5. Say a Prayer at the Mother Teresa Memorial House
It’s a little-known fact that Mother Teresa is from Skopje! The famous Catholic nun (1910-1997) has ethnic Albanian roots, but she was born in Skopje and lived there until she was 18 before going to Ireland and emigrating to India. The memorial house is built on the former Sacred Heart of Jesus Cathedral, where she was baptized as a child, and offers free admission to a photographic exhibition of her life. You can see everything in about 20 minutes, and it’s a nice homage to the nun who went on to become a saint. The building itself is an attraction and is part of why Skopje is sometimes described as kitsch. The official architectural style falls under the category of “eclecticism,” and words don’t do it justice. You’ll have to come and see for yourself.
6. Stroll Over the Art Bridge
There are lots of bridges in the center of Skopje, and one you don’t want to miss is the Art Bridge, a pedestrian bridge just off Macedonia Square that takes you across the Vardar River. With 29 statutes lining the walkway, the bridge is a tribute to famous Macedonian artists and musicians, including Lazar Ličenoski, one of the first Slavic impressionist painters, and Nikola Martinoski, one of the founders of contemporary Macedonian art. A stroll in the early evening is the perfect time to take in the romantic setting.

**Given records**.
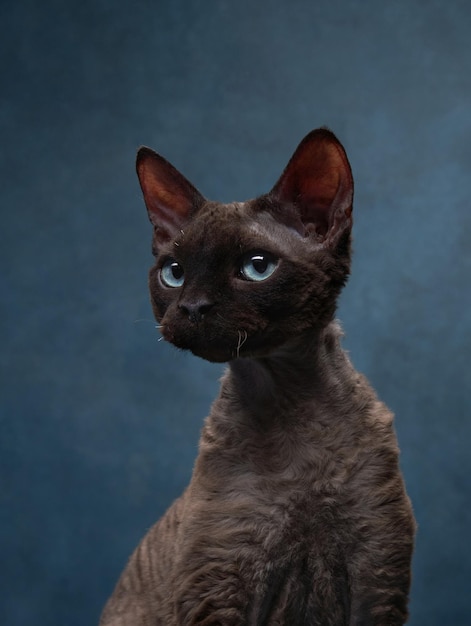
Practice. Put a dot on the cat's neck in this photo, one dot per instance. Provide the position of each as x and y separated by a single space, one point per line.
311 365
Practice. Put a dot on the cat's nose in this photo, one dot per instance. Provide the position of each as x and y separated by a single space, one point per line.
195 310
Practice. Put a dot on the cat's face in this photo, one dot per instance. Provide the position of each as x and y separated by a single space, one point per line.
242 279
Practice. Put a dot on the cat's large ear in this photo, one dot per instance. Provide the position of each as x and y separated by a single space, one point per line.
169 197
318 184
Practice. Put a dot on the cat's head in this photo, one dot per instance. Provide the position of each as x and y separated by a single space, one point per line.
241 279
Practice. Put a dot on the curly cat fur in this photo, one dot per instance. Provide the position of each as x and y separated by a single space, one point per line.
296 513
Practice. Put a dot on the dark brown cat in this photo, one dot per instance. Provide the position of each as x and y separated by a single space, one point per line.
296 513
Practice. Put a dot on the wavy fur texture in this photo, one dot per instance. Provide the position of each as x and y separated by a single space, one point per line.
296 513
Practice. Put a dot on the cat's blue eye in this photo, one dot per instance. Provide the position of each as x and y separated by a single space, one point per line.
171 273
258 266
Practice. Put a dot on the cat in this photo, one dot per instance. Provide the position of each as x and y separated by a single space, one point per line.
296 513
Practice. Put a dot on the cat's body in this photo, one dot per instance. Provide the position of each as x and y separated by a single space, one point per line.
296 513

**What you are asked to do**.
Continue the Skopje sightseeing guide above, picking up after the final sentence of its Art Bridge entry.

**Task response**.
7. Take a Dip in Lake Ohrid
While the Republic of North Macedonia is a land-locked country, don’t think that you should leave your bathing suit at home. Dating back over four million years, Lake Ohrid is one of the oldest lakes in the world and lies 75 miles from Skopje. You can make the two-and-a-half-hour trip by bus or by private car. Once there, you’ll be rewarded with clean, fresh lake water, watersports, beach clubs, a charming old town with an international vibe, and lots of restaurants, cafes, and galleries. The town of Ohrid was declared a UNESCO World Heritage Site in 1980 and is one of the oldest human settlements in Europe. A dip in the lake and a stroll through the town make for a wonderful afternoon.
8. Have a Traditional Meal and Take in Live Music in the Bohemian District
Macedonian food is a fusion of Mediterranean and Middle Eastern cuisine, and the country is known for its tasty and full-flavored fruits and vegetables. Steer away from the tourist areas of Macedonia Square and take a 15-minute stroll to the Bohemian District in Debar Maalo. Here you’ll find a lively street offering amazing food in one of the many kafanas (traditional restaurants). Try Idadija M for one of the oldest kafanas in Skopje, or head to Skopski Merak for a more upscale kafana featuring live music.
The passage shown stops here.